§ **Exercice 1**: Repérez chaque ligne des enregistrements qui contient la chaîne « patch », puis recopiez-la.

§ **Texte de lecture**:
▬▬▬▬▬▬

Plusieurs facteurs déterminent l’utilisation équitable : le but et la nature de l’utilisation équitable, la nature de l’œuvre, l’ampleur de l’utilisation équitable, les alternatives et l’effet de l’utilisation équitable sur l’œuvre et sa valeur marchande.

La Cour suprême du Canada a déclaré à plusieurs reprises que l’utilisation équitable n’est pas une simple échappatoire ou une exception. Elle est au cœur du système du droit d’auteur et de son objectif : trouver un équilibre entre la récompense des autrices et auteurs et l’encouragement de la création et de la diffusion des œuvres, en favorisant un domaine public dynamique. Le régime du droit d’auteur se compose des droits des titulaires et des droits des utilisatrices et utilisateurs. L’utilisation équitable est un droit de l’utilisatrice et de l’utilisateur et c’est l’un des moyens par lesquels le système atteint l’équilibre et évite d’aller à l’encontre de ses propres objectifs.

Quelle est la différence entre l’utilisation équitable et le  fair use ?​

La doctrine américaine du fair use a un champ d’application plus large parce qu’elle n’est pas limitée à des objectifs spécifiques comme la doctrine canadienne de l’utilisation équitable. Toutefois, 21 années de jurisprudence de la Cour suprême du Canada sur la portée de l’utilisation équitable en tant que droit de l'utilisatrice et de l'utilisateur l’ont rapprochée du fair use, rendant l’interprétation de ses objectifs statutaires plus large et plus flexible. Par exemple, la Cour a déclaré que nous avons besoin d’une interprétation libérale de ce qui constitue la recherche.

Le passage à un régime non limitatif fondé sur la doctrine du  fair use a suscité la controverse dans l’élaboration des politiques canadienne de l’utilisation équitable. L’ACPPU et d’autres ont préconisé ce changement dans la Loi sur le droit d’auteur. J’ai également soutenu que nous devions ouvrir le concept d’utilisation équitable pour qu’il ressemble davantage au concept du « fair use ». Toutefois, en raison de la jurisprudence de la Cour suprême, la différence entre les deux doctrines est de moins en moins significative.

Comment les deux doctrines affectent-elles les relations commerciales?

La scène mondiale du droit d’auteur tente généralement d’internationaliser un niveau élevé de protection du droit d’auteur pour les titulaires, sans grande considération pour la protection des utilisatrices et utilisateurs. Même si les notions d’utilisation équitable et de  fair use sont aujourd’hui largement alignées, les États-Unis ont toujours adopté, lors des négociations internationales, la position selon laquelle les autres juridictions ne devraient pas disposer d’une défense étendue en matière de fair use.

▬▬▬▬▬▬

§ **Exercice 2**: Poursuivez le texte sur l’utilisation équitable et le fair use en reprenant juste après sa dernière phrase.

§ **Données extraites**:
▬▬▬▬▬▬

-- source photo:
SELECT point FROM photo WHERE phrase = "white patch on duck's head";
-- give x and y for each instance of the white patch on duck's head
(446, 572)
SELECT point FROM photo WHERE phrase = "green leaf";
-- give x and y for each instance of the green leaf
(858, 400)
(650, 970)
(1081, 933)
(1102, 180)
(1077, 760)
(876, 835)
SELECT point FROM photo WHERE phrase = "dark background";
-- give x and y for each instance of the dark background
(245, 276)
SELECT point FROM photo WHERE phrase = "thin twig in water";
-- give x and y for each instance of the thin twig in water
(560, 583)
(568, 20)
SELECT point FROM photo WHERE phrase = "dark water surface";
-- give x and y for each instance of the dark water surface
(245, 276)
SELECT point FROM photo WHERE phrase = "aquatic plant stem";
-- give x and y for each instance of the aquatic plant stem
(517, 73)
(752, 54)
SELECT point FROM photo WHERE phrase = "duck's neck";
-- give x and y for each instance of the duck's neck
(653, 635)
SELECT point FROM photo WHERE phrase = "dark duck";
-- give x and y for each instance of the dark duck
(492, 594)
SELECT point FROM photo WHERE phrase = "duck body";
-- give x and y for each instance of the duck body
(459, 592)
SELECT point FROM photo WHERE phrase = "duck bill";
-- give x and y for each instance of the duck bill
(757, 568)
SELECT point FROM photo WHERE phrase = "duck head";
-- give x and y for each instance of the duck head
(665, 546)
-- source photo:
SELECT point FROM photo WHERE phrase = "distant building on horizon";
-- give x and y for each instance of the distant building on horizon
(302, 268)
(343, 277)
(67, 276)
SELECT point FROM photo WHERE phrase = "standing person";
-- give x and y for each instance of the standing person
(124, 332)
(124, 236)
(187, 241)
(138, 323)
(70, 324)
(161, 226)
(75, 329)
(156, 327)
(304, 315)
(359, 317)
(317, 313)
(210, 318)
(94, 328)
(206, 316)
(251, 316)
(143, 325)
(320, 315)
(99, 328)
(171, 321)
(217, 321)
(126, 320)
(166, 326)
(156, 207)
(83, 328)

▬▬▬▬▬▬

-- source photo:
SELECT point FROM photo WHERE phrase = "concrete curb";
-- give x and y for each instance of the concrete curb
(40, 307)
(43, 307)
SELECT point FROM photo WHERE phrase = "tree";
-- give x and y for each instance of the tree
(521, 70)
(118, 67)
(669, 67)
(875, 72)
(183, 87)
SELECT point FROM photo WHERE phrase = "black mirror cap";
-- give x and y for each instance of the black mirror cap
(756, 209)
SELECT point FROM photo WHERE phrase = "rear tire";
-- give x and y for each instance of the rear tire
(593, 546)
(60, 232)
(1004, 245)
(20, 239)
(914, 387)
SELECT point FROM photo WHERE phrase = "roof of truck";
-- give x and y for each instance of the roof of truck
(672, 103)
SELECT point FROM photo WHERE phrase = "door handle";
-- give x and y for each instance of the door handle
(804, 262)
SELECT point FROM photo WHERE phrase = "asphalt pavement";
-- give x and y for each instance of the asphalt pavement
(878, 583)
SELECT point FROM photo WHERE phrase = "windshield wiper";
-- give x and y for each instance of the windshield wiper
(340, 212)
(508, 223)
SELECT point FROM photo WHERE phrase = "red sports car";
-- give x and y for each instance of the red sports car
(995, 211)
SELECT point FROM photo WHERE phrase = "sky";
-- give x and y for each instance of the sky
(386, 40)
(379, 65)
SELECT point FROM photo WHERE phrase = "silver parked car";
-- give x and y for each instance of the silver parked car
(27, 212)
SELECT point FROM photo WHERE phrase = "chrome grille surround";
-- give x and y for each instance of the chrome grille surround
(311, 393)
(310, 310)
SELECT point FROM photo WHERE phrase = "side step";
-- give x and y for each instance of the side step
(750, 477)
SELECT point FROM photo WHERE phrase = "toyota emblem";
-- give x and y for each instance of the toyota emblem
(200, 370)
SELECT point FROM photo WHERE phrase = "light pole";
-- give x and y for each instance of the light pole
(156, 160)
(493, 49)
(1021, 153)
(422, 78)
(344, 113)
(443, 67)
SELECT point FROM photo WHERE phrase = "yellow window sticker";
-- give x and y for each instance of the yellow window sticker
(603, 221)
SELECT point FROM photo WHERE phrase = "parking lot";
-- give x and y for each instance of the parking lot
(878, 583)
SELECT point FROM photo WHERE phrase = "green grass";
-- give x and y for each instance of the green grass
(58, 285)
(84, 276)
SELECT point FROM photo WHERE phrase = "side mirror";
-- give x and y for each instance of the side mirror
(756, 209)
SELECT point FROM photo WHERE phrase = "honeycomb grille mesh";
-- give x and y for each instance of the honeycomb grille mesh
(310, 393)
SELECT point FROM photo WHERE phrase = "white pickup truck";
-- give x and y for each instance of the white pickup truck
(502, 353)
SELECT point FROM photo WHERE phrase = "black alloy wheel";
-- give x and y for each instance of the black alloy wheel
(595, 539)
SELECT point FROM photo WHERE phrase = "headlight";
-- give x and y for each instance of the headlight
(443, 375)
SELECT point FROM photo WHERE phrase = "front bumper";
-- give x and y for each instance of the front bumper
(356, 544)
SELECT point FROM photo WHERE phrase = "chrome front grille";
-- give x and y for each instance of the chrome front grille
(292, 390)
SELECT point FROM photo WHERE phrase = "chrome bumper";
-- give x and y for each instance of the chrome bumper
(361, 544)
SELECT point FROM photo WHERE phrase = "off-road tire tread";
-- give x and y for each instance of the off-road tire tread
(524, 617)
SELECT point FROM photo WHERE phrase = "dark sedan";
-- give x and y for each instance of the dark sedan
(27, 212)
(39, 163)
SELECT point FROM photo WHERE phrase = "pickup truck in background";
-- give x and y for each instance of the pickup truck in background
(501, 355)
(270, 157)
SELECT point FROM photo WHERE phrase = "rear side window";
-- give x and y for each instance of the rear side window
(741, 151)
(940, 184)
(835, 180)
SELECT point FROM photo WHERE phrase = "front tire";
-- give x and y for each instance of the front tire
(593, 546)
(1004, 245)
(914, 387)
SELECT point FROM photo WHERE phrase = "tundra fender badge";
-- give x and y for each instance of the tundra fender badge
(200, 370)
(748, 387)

▬▬▬▬▬▬

§ **Bonne réponse 1**:
SELECT point FROM photo WHERE phrase = "white patch on duck's head";
-- give x and y for each instance of the white patch on duck's head

§ **Bonne réponse 2**:
Les États-Unis exportent et exigent de leurs partenaires commerciaux des protections solides en matière de droits d’auteur, mais refusent généralement de leur permettre d’élaborer une doctrine large et souple en matière de fair use. Certains pays l’ont néanmoins fait, notamment Israël et Singapour.

Quel est l’impact de l’IA sur l’utilisation équitable et le fair use  ?

On assiste à un repli du contrôle du droit d’auteur sur cette technologie qui change de paradigme et à une résistance connexe à l’utilisation équitable protégeant les développeurs d’IA de toute responsabilité en matière de droit d’auteur.

Certains ont fait valoir que la doctrine du fair use rend licite la création d’ensembles de données d’entraînement à l’IA contenant des milliards d’œuvres pour lesquelles les droits n’ont pas été acquittés, protégeant ainsi l’industrie de l’IA de toute responsabilité. Les tribunaux n’ont pas encore tranché cette question aux États-Unis et au Canada. Par ailleurs, les personnes préoccupées par l’utilisation extractive ou l’exploitation du matériel culturel soutiennent que l’entraînement de systèmes à partir de textes et de données récupérés sur l’internet n’est pas une utilisation équitable.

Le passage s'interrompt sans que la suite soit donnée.